# Given text

┏━━

Good morning, and thank you, Madam Chairman.
I'm very pleased to have been invited to have this opportunity to meet with you. It's an honour to be sitting here with the aboriginal women who are representing their communities.
I want to address specifically the violence in urban areas, and I want to do so based on three of my experiences, which I think bring me as a qualified speaker.
First, I have been a university professor now for some 30 years, working exclusively on issues dealing with aboriginal women across Canada. I'm both an anthropologist and a professor of women's studies currently at the University of Lethbridge.
Second, for a long time I have been a member of aboriginal communities as an anthropologist and through extended kinship networks. I seasonally live on the Highway of Tears in northern British Columbia and have lost people who are very dear to me, and I have suffered the pain of seeing young children violated by members of urban communities because they know these children are vulnerable and they can count on people not caring.

┗━━

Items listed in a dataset
┏━━

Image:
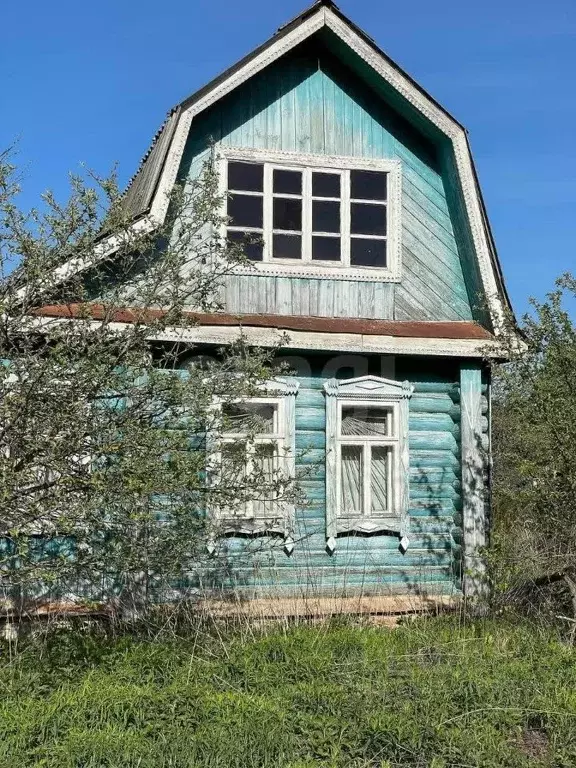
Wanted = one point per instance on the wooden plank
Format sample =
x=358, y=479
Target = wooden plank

┗━━

# The request
From the testimony above the data, list every academic role the speaker claims.

# The completed task
- University professor
- Anthropologist
- Professor of women's studies